_WHAT YOU SHOULD DO_.
Only the lines from the line holding "In this exercise you will place a marker on the antenna" to the last line should be output, each exactly as given.

═══ TASK INPUTS ═══

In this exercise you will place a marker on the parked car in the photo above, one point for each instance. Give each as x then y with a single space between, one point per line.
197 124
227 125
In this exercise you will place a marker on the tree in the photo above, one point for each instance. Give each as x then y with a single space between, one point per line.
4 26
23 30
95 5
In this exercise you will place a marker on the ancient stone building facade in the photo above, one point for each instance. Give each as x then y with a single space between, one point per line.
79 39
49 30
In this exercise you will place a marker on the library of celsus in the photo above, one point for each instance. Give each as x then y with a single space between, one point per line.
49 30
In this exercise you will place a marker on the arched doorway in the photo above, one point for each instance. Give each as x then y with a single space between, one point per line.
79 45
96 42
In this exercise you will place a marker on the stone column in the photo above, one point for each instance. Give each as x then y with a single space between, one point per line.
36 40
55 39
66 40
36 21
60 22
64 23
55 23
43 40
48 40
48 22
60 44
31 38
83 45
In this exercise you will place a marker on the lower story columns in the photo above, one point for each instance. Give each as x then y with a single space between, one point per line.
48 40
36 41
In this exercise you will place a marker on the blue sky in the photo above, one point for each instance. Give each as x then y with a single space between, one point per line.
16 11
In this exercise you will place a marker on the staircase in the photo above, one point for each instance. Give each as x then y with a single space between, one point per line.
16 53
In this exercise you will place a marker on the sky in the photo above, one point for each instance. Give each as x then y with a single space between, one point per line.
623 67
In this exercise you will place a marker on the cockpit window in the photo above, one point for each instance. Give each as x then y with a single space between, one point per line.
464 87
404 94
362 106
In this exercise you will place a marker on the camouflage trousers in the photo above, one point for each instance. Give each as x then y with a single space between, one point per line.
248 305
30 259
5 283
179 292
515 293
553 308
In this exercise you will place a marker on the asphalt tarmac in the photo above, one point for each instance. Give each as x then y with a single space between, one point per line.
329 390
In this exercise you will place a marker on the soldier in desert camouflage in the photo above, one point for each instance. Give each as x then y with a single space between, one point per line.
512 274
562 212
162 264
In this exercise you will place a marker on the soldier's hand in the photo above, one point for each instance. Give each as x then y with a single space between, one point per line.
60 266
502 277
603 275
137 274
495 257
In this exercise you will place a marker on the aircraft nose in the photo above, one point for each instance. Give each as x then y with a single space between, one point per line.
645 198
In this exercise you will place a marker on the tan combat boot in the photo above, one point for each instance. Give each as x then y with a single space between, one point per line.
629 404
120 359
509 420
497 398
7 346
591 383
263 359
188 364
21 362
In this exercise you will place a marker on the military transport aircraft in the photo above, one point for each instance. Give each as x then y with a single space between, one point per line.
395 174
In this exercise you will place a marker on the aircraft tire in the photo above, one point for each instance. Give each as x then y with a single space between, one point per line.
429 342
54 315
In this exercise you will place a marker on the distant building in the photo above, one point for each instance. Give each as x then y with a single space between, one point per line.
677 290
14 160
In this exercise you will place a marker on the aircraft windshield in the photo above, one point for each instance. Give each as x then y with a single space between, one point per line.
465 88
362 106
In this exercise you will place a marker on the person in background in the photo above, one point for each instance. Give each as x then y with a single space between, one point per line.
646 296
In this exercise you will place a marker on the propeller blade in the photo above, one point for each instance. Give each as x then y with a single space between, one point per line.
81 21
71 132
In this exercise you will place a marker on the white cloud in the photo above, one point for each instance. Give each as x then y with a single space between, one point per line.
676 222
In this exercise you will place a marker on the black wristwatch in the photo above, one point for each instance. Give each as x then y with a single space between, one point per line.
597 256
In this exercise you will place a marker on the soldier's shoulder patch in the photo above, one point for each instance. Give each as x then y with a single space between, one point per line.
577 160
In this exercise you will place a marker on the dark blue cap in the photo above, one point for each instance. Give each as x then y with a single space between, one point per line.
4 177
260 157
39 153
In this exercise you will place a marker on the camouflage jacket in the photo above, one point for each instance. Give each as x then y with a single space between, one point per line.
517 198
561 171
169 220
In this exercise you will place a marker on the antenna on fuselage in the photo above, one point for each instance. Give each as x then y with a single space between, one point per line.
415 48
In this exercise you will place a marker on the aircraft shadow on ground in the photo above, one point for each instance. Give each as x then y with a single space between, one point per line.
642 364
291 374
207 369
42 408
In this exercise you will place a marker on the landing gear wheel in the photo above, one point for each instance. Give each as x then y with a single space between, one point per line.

═══

_COMPLETE ANSWER_.
In this exercise you will place a marker on the antenna on fuselage in the photo above, one point for each instance. Give each as x then y with a single space between, one point per line.
415 48
In this exercise you will place a marker on the aircraft shadow on ground in the photo above, one point for each instance. Give each as x then y with a single space between, one point per line.
642 364
291 374
207 369
42 408
In this exercise you will place a marker on the landing gear wheel in the photo above, one point for each instance. Give each as x then y with a single space between, one point per line.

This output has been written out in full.